> Liste des tâches
**a.** Énumérez les censures historiques auxquelles le texte sur le discours anti-PC compare la censure PC.
**b.** Extrayez du texte sur le discours anti-PC le passage qui commence aux mots "Tout aussi vrai" et s’achève après les mots "sympathique, voire complaisante.".
**c.** Poursuivez le texte sur le discours anti-PC au-delà de sa dernière phrase.

> Extrait fourni
____

Admettons avec les anti-PC que l’on parle beaucoup plus aujourd’hui qu’il y a vingt ans de féminisme, d’homosexualité et de droits des minorités. Admettons également que les PC sont présents dans les départements de littérature et dans certaines branches des sciences humaines et qu’ils n’hésitent pas à dénoncer des formules maladroites jugées discriminatoires qu’ils auront découvertes dans la description administrative du programme, dans le plan de cours d’un collègue, etc. Vrai encore que des programmes d’études féministes et de Black Studies, parfois très bien financés, sont apparus dans plusieurs universités en Amérique du Nord. Vrai également qu’hors de leurs cercles d’initiés les PC ont tendance à exiger une représentation des minorités dans toutes sortes d’institutions, laissant ainsi parfois entendre que seule une femme peut représenter adéquatement la vision des femmes, ou que seul un membre d’une minorité culturelle peut représenter la vision des autres membres de cette communauté (4).

Tout aussi vrai que des enquêtes ont été mises sur pied dans plusieurs universités pour en éradiquer l’esprit soi-disant raciste et sexiste qui y régnait (5). Également vrai, enfin, que certains professeurs ont perdu leur poste pour des raisons parfois obscures, à la suite d’accusations de harcèlement sexuel ou plus simplement pour avoir refusé de modifier leur liste de lecture qui ne comprenait pas que des dead white males. Quant à la société en général, il est indéniable que les femmes, les homosexuels et les membres des minorités ont obtenu des gains légaux importants au cours des dernières décennies et qu’ils sont plus visibles que jamais dans les films et dans les spots publicitaires où ils sont présentés de façon plutôt sympathique, voire complaisante.

Ceci étant dit, le discours anti-PC souffre d’une véritable enflure verbale qui frise la mauvaise foi. On se surprendra ainsi que soit encore en liberté - et même en vie - celui qui a écrit à l’automne 2000 dans les pages d’Argument que « Le politically correct [...] est peut-être la pire censure de tous les temps (6). » « La pire censure de tous les temps », vraiment ? La censure PC serait donc pire que la censure de l’Inquisition des catholiques espagnols qui menait au bûcher, pire que la censure monarchique française qui mena le marquis de Sade à la Bastille, pire que la censure révolutionnaire des Jacobins qui mena des centaines d’innocents à la guillotine, pire que la censure nazie qui menait à la chambre à gaz, pire que la censure du KGB qui menait en Sibérie... Mais si la censure PC est plus terrible encore que toutes ces censures, quel miracle explique que ces preux intellectuels qui s’élèvent bravement contre cette dictature PC parviennent non seulement à survivre, mais également à publier leurs brûlots anti-PC dans des maisons d’édition qui ont pignon sur rue, telles que Gallimard, ou dans des revues qui n’ont rien de clandestin, comme Le Débat en France, ou Argument au Québec ? Et quel miracle explique que l’animateur de l’émission populaire au titre provocateur Politically incorrect, diffusée en toute légalité sur les ondes de la télévision aux États-Unis, n’ait pas encore été envoyé à la chaise électrique ? C’est à n’y rien comprendre.

____

> Matériel fourni
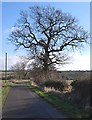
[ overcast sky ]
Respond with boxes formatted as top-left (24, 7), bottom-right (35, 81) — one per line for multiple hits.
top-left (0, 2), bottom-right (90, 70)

____

> Tâches résolues
**a.**
- la censure de l’Inquisition des catholiques espagnols
- la censure monarchique française
- la censure révolutionnaire des Jacobins
- la censure nazie
- la censure du KGB

**b.**
Tout aussi vrai que des enquêtes ont été mises sur pied dans plusieurs universités pour en éradiquer l’esprit soi-disant raciste et sexiste qui y régnait (5). Également vrai, enfin, que certains professeurs ont perdu leur poste pour des raisons parfois obscures, à la suite d’accusations de harcèlement sexuel ou plus simplement pour avoir refusé de modifier leur liste de lecture qui ne comprenait pas que des dead white males. Quant à la société en général, il est indéniable que les femmes, les homosexuels et les membres des minorités ont obtenu des gains légaux importants au cours des dernières décennies et qu’ils sont plus visibles que jamais dans les films et dans les spots publicitaires où ils sont présentés de façon plutôt sympathique, voire complaisante.

**c.**
Les PC dans les milieux universitaires

Pour tenter d’éclairer le phénomène PC, attardons-nous d’abord au milieu universitaire américain où le mouvement a pris naissance. Les universitaires PC seraient des militants avant d’être des enseignants, comme l’affirment Allan Bloom (pour qui les universitaires PC font « de la propagande plutôt que d’enseigner (7) ») et Alain Finkielkraut (ils disent aux étudiants « Ne soyez pas intelligents, soyez tolérants(8) »). Ces militants PC sont d’« extrême gauche », précise François Furet, qui se désole de « l’extraordinaire popularité qu’ont sur les campus américains des livres comme ceux de Franz Fanon ou de Rigoberta Menchù » qui « meublent des multitudes de séminaires consacrés à la critique de l’universalisme européen [...] : la tradition européenne tout entière, des Grecs jusqu’aux Lumières, est mise en accusation, comme coupable de sexisme (males), de racisme (white) et de passéisme (deud) »(9). Pour Furet, les œuvres de Fanon et Menchù ne sont que des « cris de colère anticolonialistes » et ne peuvent en aucun cas prétendre être des « ouvrages philosophiquement ou historiquement substantiels »(10).

Les Damnés de la terre de Franz Fanon sont en effet un plaidoyer pour la décolonisation, doublé toutefois d’une analyse psychologique et marxiste de la colonisation. Quant au livre de Rigoberta Menchù, écrit en collaboration avec Élisabeth Burgos, il s’agit d’une défense de la rébellion guatémaltèque. Mais posons cette question : qui a dû lire dans un cours obligatoire d’un département de philosophie, de science politique ou de sociologie l’ouvrage de Rigoberta Menchù ? En fait, après avoir obtenu un baccalauréat, une maîtrise et un doctorat en science politique en pleine crise PC, je n’ai vu ni lu dans aucun de mes cours ni le livre de Menchù ni celui de Fanon. Par contre, il m’a fallu lire des textes d’Aristote, d’Emmanuel Kant, de John Locke, de Karl Marx, de John-Stuart Mill, de Montaigne, de Thomas Hobbes, et plusieurs fois La République de Platon, Le Contrat social de Jean-Jacques Rousseau et Le Prince de Machiavel.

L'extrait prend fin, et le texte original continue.